Problem
Return an exact transcript of the material below from the line containing "Greenhouse-scouting request: tag the white wetsuit" through its final line, and no other lines.

Materials provided
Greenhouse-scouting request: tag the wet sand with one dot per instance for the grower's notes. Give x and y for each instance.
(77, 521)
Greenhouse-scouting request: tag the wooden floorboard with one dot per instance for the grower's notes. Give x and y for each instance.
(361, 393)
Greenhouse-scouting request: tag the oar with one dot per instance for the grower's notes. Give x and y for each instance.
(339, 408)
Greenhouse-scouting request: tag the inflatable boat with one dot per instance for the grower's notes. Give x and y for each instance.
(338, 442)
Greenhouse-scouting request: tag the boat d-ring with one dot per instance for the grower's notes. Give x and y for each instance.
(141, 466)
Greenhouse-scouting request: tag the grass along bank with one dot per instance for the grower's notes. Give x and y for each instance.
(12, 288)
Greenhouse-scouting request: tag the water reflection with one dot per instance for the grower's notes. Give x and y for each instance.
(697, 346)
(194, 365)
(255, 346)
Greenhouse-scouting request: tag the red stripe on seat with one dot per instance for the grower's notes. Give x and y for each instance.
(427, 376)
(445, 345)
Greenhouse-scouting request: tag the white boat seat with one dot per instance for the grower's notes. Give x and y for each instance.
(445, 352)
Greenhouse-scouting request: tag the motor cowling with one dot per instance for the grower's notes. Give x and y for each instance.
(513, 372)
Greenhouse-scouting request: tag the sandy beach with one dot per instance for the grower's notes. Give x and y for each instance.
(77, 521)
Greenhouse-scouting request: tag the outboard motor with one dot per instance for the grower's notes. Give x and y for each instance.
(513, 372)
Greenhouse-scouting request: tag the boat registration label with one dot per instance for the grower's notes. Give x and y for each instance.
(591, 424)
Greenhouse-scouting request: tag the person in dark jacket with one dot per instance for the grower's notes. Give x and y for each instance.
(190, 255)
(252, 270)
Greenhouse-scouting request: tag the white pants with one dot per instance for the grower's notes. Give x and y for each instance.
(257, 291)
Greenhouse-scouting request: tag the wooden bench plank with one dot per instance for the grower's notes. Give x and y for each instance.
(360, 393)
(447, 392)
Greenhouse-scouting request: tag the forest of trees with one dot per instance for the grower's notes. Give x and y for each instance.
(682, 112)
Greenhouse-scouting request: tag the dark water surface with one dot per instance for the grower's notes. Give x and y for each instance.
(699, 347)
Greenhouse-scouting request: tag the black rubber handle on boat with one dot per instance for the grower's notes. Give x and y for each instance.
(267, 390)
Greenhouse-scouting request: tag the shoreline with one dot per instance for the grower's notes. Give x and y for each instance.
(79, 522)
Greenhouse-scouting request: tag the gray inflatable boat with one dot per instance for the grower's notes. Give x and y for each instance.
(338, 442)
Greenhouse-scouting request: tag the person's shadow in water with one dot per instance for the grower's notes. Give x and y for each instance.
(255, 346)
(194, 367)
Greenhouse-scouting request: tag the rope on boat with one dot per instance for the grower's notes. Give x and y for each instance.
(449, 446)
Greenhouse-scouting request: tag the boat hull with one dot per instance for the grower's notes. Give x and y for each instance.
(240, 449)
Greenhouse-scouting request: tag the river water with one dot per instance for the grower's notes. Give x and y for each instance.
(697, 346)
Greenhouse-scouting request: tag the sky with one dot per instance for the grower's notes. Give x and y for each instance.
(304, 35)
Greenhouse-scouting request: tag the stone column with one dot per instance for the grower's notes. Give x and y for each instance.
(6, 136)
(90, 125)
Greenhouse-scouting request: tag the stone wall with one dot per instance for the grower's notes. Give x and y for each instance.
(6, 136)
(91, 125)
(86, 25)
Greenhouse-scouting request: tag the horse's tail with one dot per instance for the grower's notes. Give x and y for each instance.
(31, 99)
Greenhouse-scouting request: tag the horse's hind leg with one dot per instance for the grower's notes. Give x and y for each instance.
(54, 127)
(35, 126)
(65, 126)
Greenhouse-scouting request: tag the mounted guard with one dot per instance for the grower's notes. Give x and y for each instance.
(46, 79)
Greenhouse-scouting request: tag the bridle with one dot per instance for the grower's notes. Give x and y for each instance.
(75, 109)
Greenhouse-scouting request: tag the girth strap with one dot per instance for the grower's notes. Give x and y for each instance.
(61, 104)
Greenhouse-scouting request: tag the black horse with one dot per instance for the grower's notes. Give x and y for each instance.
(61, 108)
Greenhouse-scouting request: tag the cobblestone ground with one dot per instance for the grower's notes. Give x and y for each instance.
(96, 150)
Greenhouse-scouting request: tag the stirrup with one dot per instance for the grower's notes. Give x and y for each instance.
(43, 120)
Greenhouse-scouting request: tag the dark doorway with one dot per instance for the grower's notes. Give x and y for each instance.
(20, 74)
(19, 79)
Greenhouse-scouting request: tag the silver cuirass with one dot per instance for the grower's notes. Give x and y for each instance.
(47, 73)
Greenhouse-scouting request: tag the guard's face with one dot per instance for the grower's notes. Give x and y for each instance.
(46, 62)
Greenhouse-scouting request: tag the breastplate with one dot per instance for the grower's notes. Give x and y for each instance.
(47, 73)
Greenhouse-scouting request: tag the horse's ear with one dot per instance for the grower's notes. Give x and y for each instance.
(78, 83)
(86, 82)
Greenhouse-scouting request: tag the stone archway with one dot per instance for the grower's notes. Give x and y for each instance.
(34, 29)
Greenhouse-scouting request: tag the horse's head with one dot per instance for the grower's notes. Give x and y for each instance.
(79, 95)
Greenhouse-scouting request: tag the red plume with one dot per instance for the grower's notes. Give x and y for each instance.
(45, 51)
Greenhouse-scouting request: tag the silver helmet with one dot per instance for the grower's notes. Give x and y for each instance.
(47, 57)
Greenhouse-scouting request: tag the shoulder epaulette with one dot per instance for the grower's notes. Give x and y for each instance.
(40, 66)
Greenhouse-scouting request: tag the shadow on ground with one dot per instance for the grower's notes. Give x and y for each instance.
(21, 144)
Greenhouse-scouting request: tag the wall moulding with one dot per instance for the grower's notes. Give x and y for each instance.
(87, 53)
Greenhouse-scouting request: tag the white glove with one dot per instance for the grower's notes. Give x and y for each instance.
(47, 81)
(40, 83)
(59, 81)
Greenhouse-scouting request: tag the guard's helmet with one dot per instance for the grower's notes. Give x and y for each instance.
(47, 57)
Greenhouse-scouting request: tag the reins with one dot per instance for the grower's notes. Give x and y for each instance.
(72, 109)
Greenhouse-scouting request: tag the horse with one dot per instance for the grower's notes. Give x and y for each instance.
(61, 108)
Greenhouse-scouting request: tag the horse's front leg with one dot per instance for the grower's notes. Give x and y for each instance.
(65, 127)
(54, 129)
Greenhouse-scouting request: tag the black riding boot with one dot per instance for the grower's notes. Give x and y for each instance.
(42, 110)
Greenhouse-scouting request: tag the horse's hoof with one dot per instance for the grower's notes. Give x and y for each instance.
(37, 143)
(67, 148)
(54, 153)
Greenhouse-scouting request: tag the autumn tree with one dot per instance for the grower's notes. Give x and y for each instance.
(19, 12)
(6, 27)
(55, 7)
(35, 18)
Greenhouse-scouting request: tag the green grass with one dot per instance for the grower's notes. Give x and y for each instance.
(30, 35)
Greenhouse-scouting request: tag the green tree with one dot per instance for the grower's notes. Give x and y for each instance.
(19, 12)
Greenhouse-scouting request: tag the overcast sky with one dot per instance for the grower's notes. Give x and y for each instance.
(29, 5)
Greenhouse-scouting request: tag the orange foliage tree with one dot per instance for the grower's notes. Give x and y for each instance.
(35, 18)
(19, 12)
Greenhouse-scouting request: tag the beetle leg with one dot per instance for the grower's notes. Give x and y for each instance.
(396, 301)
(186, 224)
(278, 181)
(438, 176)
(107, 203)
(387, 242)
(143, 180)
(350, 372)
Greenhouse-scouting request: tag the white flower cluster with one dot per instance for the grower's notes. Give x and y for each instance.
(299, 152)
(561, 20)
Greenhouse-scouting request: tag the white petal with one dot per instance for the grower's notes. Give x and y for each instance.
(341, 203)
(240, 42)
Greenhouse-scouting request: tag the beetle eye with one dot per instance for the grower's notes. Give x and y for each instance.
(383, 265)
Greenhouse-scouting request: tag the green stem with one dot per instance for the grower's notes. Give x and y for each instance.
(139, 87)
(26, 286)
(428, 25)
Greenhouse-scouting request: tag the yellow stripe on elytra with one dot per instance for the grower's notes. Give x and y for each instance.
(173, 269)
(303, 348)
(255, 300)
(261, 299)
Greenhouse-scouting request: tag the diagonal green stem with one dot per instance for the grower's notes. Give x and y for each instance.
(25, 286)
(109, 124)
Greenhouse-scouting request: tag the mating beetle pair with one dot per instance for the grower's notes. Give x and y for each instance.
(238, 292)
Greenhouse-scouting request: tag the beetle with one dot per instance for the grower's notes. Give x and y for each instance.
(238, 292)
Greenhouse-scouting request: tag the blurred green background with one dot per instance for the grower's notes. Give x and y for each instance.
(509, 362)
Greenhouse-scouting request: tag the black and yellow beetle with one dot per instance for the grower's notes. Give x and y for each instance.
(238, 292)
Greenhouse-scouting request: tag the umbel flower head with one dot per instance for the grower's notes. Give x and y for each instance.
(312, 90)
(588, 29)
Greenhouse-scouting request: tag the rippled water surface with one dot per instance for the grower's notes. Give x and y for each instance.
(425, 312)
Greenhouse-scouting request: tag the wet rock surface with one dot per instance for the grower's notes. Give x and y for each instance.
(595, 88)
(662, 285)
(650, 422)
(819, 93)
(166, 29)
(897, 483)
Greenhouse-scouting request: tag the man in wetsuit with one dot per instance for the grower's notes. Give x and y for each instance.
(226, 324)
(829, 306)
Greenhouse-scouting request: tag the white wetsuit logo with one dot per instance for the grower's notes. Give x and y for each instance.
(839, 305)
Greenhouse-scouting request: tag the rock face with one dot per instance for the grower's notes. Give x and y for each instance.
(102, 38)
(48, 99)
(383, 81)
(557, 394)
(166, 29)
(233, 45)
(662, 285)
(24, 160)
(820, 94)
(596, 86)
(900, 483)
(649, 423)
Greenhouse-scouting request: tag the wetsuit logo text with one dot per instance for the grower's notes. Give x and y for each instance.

Task result
Greenhouse-scouting request: tag the white wetsuit logo with one dot per instance for the grower's notes. Give x and y for each instance.
(839, 305)
Greenhouse-scouting request: tag the rock face with one dot per instance for the grower's notes. Give x and y for each instance.
(102, 38)
(48, 99)
(383, 81)
(557, 394)
(166, 29)
(233, 45)
(662, 285)
(24, 160)
(820, 94)
(596, 86)
(900, 483)
(649, 423)
Greenhouse-scouting request: tag the wetsuit logo text with one dot per instance for the grower's notes. Give x and y for each instance.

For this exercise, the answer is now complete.